━━━━━ Material provided ━━━━━

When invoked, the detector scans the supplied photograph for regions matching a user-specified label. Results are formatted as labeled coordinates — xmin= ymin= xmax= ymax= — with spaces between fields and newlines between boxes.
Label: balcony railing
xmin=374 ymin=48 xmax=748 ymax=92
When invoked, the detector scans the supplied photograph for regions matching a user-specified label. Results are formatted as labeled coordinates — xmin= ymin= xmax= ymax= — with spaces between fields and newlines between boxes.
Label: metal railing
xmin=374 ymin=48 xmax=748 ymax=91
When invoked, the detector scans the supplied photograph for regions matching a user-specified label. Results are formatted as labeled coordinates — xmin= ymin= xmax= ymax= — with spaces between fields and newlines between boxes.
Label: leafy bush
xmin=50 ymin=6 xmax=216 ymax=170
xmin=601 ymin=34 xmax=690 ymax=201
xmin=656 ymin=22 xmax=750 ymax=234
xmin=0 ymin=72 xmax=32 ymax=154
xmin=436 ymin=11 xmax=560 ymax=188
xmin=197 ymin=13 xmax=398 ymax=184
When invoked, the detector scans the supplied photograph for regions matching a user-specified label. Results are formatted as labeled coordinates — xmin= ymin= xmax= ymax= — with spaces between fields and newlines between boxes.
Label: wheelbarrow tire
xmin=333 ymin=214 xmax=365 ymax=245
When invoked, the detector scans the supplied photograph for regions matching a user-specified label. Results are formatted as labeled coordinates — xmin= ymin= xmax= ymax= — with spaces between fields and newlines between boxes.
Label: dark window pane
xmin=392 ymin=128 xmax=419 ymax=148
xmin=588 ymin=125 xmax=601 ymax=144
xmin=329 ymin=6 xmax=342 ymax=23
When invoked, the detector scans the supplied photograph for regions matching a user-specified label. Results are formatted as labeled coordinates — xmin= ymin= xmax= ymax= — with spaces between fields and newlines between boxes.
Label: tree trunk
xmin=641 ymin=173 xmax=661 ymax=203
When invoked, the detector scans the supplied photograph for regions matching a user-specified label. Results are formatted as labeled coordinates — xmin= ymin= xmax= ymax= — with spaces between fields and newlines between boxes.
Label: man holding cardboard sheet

━━━━━

§ Your instructions: Reproduce the material above in full, exactly.

§ Response to the task:
When invoked, the detector scans the supplied photograph for regions matching a user-specified label. Results are formatted as labeled coordinates — xmin= ymin= xmax= ymax= — with spaces between fields and newlines between boxes.
Label: balcony railing
xmin=374 ymin=48 xmax=748 ymax=92
When invoked, the detector scans the supplied photograph for regions matching a user-specified label. Results are formatted as labeled coordinates — xmin= ymin= xmax= ymax= — with spaces between fields and newlines between boxes.
Label: metal railing
xmin=374 ymin=48 xmax=748 ymax=91
When invoked, the detector scans the supplied photograph for regions matching a user-specified label. Results are formatted as labeled coordinates — xmin= ymin= xmax= ymax= — with spaces between fields and newlines between boxes.
Label: leafy bush
xmin=50 ymin=6 xmax=216 ymax=170
xmin=601 ymin=34 xmax=690 ymax=201
xmin=656 ymin=22 xmax=750 ymax=234
xmin=0 ymin=72 xmax=32 ymax=154
xmin=436 ymin=11 xmax=560 ymax=188
xmin=197 ymin=13 xmax=398 ymax=184
When invoked, the detector scans the supplied photograph for regions matching a user-specified label. Results are formatted as labeled coordinates — xmin= ymin= xmax= ymax= — with spaces between fields and newlines between boxes.
Label: wheelbarrow tire
xmin=333 ymin=214 xmax=365 ymax=245
When invoked, the detector scans the supplied photograph for regions matching a user-specified label. Results are formatted as labeled coordinates — xmin= ymin= xmax= ymax= — with spaces between fields and newlines between boxes.
Label: dark window pane
xmin=392 ymin=128 xmax=419 ymax=148
xmin=588 ymin=125 xmax=601 ymax=144
xmin=329 ymin=6 xmax=342 ymax=23
When invoked, the detector scans the supplied photograph for regions matching a user-specified label. Results are formatted as labeled coordinates — xmin= ymin= xmax= ymax= — with spaces between fields and newlines between boxes.
Label: tree trunk
xmin=641 ymin=173 xmax=661 ymax=203
When invoked, the detector scans the supplied photograph for regions matching a user-specified label. Results are formatted as labeled coordinates — xmin= ymin= xmax= ymax= — with spaces between fields and newlines between boxes.
Label: man holding cardboard sheet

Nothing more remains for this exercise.